— Start —

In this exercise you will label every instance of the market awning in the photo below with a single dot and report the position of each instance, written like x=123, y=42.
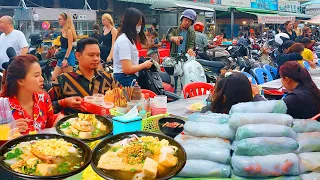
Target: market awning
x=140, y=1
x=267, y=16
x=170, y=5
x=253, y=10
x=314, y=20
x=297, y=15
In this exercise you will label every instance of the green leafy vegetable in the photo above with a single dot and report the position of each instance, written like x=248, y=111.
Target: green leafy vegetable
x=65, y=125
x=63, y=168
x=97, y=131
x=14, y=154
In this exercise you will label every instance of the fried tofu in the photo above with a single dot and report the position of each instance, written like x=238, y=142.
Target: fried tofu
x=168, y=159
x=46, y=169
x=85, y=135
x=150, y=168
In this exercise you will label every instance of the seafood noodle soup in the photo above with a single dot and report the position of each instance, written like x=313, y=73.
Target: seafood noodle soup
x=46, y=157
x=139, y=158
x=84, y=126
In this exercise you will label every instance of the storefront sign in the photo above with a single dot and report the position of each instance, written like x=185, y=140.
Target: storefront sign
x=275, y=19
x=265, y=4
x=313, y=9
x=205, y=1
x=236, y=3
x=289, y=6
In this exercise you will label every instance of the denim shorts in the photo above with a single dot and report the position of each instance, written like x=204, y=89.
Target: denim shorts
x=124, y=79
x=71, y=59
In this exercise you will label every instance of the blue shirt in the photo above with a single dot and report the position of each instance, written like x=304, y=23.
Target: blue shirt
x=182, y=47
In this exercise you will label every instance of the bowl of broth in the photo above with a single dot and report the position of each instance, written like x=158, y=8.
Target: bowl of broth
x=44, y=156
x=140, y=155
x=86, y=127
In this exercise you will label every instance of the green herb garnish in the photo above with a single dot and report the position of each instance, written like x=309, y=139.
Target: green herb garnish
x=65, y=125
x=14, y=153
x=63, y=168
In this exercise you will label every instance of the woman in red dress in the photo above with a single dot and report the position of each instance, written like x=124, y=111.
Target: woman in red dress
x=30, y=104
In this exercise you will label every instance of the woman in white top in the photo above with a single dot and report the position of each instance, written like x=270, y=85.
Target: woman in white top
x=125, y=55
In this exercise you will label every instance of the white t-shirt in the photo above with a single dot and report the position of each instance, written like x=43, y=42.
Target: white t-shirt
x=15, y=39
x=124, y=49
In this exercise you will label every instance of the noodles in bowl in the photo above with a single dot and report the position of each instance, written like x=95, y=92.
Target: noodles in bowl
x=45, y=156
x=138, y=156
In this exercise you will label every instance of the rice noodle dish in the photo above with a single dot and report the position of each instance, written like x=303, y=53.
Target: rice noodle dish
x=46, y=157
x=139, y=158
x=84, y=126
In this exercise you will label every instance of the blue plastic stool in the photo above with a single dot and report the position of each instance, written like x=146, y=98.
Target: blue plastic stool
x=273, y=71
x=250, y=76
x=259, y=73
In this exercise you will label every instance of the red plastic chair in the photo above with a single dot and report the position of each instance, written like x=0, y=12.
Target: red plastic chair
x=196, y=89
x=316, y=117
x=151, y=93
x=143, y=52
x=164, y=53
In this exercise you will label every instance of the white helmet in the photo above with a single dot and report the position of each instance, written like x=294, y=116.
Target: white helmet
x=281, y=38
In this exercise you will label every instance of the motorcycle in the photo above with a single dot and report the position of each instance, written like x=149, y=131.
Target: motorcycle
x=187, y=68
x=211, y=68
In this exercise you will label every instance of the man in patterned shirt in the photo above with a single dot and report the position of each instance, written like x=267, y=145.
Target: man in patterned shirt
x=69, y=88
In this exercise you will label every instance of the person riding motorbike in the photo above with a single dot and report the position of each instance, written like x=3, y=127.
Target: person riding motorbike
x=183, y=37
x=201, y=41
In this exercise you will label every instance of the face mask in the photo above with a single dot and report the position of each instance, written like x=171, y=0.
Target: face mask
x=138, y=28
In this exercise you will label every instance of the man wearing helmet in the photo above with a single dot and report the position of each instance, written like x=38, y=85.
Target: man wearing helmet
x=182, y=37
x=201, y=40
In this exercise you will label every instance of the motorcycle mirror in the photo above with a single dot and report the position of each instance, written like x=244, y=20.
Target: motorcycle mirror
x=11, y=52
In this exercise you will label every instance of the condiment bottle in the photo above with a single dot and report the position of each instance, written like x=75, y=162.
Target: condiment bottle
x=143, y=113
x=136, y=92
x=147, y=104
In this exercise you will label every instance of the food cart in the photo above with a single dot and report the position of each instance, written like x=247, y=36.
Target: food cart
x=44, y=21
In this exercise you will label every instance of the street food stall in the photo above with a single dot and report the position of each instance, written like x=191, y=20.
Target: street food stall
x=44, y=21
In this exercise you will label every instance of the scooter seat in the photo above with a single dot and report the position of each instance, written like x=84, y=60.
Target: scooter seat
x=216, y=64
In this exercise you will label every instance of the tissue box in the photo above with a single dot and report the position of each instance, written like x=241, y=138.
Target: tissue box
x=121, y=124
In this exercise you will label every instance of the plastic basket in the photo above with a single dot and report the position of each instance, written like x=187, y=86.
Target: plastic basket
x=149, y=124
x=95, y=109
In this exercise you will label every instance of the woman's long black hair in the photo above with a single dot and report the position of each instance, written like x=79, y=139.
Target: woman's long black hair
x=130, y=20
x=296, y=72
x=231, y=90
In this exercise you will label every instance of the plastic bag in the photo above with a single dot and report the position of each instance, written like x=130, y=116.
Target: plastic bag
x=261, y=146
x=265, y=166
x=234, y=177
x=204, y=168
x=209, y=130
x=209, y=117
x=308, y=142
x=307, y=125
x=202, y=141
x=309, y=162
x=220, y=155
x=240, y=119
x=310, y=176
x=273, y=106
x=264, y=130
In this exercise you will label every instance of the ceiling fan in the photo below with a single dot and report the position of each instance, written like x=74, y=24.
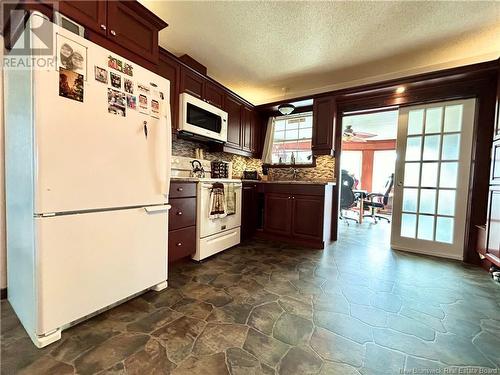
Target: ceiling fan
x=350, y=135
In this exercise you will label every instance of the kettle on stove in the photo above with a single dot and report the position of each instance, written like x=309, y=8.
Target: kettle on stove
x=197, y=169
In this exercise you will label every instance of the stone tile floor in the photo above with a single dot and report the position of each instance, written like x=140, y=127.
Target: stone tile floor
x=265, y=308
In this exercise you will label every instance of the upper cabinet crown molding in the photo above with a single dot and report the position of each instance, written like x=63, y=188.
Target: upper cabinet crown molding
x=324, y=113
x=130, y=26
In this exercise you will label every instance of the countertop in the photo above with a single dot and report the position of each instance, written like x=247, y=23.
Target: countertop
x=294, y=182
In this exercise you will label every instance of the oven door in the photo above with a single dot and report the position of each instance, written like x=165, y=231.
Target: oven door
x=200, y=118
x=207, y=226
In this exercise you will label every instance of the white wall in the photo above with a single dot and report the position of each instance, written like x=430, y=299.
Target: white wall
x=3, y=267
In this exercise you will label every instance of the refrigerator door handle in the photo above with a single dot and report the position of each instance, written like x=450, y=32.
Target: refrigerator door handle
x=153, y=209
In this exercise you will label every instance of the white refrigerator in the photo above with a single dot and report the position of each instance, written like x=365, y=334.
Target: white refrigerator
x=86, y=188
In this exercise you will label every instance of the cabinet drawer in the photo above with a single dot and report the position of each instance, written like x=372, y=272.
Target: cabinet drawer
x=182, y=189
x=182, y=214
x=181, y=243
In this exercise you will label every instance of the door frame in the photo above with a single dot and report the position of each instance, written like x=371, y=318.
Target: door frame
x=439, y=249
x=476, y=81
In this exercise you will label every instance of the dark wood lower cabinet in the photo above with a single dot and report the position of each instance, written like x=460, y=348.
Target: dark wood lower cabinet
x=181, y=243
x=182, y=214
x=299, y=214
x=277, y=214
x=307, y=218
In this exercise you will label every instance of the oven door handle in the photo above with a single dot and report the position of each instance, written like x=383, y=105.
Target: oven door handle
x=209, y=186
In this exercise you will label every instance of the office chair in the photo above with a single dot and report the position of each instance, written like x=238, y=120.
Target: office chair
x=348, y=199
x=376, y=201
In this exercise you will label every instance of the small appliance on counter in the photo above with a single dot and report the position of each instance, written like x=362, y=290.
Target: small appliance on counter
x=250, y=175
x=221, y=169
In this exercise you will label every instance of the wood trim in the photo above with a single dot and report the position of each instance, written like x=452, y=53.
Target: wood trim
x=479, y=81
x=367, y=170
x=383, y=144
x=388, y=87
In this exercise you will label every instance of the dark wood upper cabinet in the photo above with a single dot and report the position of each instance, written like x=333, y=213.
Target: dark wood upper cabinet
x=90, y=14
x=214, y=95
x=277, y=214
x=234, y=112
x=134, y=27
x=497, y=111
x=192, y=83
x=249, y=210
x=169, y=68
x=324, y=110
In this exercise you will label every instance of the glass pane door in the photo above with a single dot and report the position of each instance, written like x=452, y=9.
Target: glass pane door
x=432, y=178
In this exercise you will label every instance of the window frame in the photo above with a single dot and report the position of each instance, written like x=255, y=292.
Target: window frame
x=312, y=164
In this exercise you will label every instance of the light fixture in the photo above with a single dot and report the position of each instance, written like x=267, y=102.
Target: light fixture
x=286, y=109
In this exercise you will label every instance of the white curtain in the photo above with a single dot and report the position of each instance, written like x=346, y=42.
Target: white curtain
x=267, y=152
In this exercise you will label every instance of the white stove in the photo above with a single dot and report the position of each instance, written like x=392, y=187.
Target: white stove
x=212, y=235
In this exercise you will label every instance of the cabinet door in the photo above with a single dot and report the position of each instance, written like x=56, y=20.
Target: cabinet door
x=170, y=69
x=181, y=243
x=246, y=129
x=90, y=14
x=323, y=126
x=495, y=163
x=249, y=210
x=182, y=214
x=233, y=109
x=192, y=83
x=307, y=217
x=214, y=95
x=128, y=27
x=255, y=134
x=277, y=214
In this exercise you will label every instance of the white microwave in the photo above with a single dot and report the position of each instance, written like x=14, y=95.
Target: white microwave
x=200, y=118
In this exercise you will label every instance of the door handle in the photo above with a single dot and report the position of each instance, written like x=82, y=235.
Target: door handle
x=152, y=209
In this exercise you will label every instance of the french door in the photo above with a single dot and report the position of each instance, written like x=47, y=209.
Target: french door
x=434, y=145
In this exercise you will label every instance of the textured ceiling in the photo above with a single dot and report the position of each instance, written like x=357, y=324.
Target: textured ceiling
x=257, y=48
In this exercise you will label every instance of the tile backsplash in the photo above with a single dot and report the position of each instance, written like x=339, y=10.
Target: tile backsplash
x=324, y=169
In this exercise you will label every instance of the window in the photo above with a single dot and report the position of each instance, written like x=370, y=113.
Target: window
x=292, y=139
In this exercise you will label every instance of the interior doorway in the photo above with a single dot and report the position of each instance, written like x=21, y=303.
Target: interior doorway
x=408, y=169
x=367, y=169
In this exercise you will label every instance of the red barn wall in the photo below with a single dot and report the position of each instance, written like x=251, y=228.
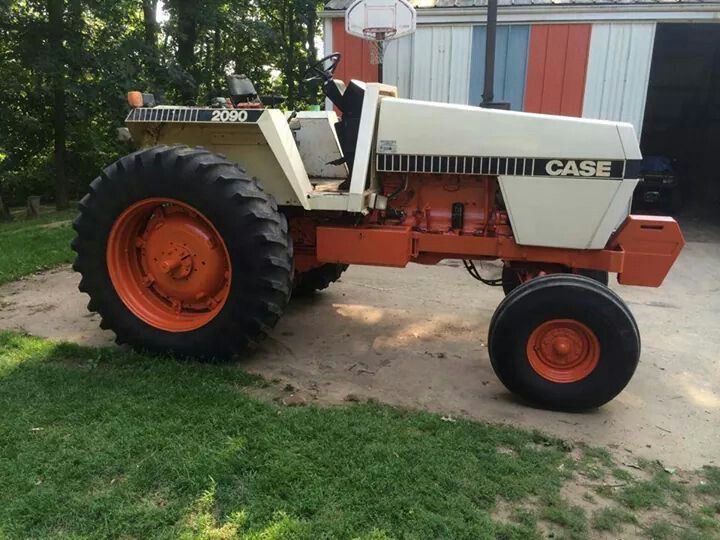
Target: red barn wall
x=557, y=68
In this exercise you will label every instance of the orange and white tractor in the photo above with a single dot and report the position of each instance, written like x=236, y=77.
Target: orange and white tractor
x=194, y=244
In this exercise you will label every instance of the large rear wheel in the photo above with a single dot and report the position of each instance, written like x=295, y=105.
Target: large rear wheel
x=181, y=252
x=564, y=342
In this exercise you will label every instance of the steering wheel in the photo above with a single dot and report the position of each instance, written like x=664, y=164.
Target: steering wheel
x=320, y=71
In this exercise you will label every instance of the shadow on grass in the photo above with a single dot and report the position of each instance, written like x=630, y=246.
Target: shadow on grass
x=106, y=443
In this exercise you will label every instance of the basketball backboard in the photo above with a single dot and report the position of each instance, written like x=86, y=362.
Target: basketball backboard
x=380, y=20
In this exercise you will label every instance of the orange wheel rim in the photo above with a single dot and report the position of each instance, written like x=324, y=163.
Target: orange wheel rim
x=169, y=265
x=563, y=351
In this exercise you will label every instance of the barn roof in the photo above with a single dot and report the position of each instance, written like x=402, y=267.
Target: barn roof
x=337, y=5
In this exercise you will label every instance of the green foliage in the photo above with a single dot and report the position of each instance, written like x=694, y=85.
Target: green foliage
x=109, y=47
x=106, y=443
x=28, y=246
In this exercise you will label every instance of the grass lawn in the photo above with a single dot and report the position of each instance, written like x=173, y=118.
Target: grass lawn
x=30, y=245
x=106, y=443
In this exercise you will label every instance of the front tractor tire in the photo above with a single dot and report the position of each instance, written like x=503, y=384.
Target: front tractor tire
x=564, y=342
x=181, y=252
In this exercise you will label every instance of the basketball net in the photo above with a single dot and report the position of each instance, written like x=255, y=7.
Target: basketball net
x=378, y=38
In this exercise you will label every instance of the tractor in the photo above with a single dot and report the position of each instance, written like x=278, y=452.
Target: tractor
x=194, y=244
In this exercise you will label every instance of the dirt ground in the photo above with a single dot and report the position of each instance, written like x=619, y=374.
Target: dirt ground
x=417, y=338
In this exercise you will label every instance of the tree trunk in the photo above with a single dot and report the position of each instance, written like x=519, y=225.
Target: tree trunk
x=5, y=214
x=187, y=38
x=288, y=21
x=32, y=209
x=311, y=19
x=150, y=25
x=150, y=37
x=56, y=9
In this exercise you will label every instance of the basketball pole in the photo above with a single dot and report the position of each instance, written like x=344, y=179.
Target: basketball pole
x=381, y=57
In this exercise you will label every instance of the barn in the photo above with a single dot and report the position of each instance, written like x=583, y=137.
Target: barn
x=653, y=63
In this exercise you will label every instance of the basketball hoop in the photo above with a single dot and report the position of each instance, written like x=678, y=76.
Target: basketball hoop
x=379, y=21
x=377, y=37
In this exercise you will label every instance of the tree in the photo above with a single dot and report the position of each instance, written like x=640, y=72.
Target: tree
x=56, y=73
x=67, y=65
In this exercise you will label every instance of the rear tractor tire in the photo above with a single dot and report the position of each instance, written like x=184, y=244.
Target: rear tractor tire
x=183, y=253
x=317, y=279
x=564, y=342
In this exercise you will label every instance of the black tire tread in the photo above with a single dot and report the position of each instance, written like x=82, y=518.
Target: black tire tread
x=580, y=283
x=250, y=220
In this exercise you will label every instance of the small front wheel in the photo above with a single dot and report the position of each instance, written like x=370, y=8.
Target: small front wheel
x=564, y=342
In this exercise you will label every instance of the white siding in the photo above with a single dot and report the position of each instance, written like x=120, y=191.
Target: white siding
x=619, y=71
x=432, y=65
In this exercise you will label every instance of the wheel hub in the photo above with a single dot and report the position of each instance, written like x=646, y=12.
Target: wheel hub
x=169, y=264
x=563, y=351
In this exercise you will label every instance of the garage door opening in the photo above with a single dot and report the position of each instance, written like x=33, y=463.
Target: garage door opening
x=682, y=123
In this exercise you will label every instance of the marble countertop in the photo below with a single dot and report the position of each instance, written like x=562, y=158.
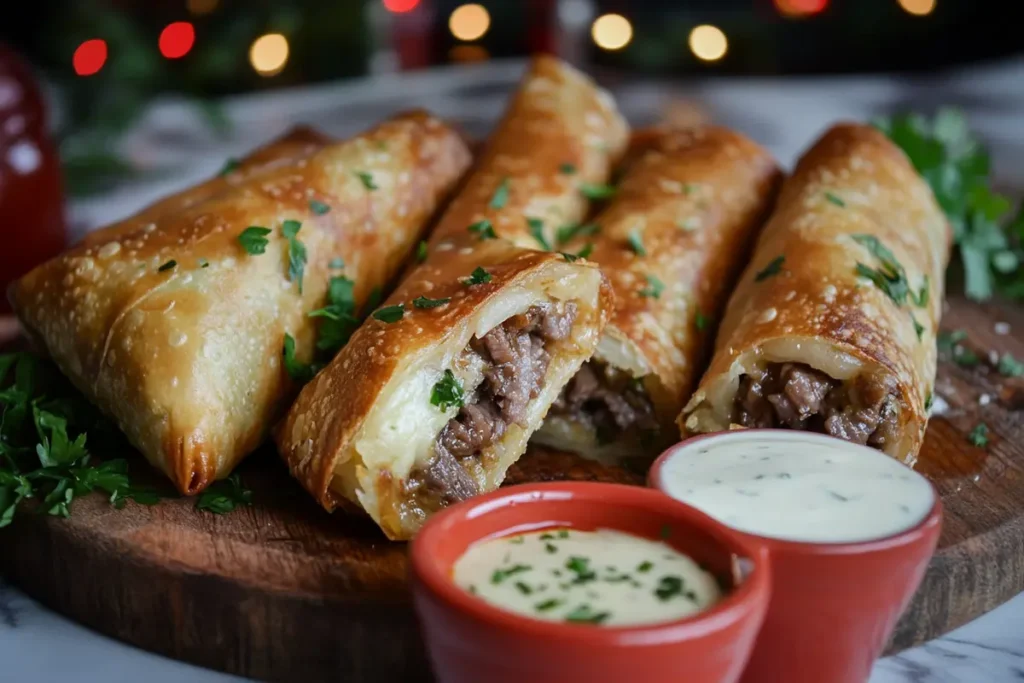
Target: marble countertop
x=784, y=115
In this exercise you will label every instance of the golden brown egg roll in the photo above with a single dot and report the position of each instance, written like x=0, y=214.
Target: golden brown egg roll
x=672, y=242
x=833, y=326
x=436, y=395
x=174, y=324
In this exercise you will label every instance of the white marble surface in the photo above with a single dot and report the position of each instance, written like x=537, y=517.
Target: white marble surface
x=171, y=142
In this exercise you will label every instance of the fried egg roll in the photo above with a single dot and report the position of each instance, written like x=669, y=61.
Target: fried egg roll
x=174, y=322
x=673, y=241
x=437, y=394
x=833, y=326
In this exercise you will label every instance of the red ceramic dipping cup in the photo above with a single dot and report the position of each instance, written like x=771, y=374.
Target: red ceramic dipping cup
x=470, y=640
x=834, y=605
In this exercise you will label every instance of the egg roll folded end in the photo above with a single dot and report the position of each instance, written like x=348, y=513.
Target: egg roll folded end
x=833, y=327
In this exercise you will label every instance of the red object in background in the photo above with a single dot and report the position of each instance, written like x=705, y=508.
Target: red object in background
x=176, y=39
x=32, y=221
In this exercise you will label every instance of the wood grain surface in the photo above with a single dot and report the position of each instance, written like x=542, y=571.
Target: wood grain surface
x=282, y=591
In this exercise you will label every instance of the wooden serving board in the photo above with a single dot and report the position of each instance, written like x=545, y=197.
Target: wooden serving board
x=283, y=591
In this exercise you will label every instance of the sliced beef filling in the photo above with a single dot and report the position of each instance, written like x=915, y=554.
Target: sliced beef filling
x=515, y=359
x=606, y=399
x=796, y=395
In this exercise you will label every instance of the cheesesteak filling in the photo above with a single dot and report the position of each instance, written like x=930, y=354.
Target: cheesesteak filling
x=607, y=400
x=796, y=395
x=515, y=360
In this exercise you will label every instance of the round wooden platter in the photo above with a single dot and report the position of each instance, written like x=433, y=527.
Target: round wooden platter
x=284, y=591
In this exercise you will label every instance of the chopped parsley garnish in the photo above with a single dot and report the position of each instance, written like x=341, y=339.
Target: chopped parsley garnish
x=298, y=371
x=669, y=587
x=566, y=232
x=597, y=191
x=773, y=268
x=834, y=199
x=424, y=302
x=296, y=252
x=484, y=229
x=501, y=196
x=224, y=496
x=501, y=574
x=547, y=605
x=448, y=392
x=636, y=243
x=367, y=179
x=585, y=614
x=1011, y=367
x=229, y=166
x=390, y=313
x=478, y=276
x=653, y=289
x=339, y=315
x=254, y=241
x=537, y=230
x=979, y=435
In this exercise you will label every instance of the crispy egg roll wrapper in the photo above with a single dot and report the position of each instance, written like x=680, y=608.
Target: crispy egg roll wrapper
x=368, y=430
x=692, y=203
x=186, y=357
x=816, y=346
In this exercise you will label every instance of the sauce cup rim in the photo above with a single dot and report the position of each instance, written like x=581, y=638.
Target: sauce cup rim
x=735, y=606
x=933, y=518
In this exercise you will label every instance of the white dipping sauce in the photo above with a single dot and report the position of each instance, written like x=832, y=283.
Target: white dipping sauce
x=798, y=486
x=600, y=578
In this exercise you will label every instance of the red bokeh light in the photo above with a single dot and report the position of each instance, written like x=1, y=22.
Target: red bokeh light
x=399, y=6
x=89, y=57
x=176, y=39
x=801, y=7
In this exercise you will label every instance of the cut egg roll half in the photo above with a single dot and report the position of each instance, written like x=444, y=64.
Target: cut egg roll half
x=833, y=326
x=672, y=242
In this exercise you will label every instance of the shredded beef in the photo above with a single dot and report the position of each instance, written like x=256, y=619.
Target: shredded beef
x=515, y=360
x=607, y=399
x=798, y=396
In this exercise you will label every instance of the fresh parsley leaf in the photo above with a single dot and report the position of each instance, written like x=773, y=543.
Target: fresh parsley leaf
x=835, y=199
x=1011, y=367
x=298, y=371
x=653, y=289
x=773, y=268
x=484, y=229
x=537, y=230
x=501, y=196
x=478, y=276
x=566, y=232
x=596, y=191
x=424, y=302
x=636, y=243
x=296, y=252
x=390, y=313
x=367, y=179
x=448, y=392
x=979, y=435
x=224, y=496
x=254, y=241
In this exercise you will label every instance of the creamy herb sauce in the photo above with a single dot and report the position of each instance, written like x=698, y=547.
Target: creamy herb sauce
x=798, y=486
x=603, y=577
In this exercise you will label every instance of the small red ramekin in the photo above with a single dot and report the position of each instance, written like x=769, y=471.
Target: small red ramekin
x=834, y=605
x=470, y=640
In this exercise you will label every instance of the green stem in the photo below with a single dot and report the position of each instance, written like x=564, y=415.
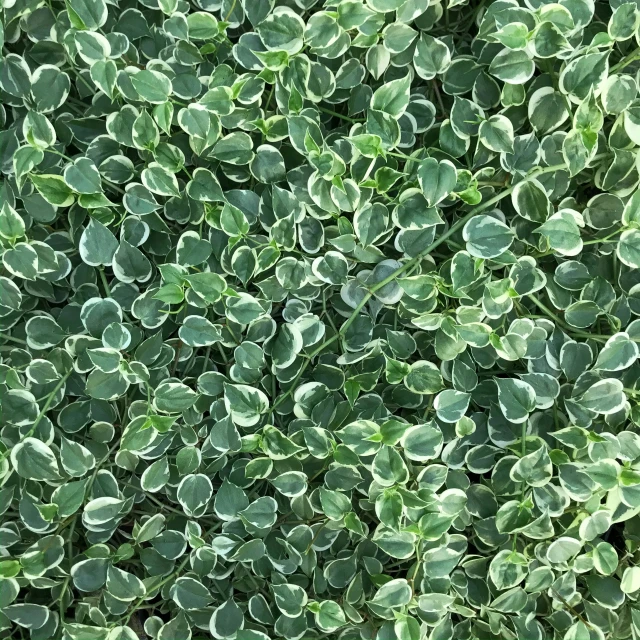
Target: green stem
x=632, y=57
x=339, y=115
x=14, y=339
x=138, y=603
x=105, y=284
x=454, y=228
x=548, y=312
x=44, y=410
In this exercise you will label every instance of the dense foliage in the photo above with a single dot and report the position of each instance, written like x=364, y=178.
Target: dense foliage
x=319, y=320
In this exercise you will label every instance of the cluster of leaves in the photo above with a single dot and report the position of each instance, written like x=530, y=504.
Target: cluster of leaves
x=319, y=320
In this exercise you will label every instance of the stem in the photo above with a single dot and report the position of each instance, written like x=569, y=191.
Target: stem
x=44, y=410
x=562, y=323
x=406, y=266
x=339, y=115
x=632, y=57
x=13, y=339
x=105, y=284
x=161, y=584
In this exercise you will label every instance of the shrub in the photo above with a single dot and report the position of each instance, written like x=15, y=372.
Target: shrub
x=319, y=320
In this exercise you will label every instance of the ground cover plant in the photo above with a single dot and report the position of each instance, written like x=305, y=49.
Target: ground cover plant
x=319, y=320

— End —

#### [Requirements]
Reproduce the entries above word for word, from their first line up to and including the line containing "x=297, y=15". Leave the pictures out.

#### [Expected answer]
In this exercise you will label every instance of the market awning in the photo below with a single dot and report the position of each instance, written like x=123, y=42.
Target: market awning
x=140, y=1
x=267, y=16
x=170, y=5
x=253, y=10
x=314, y=20
x=297, y=15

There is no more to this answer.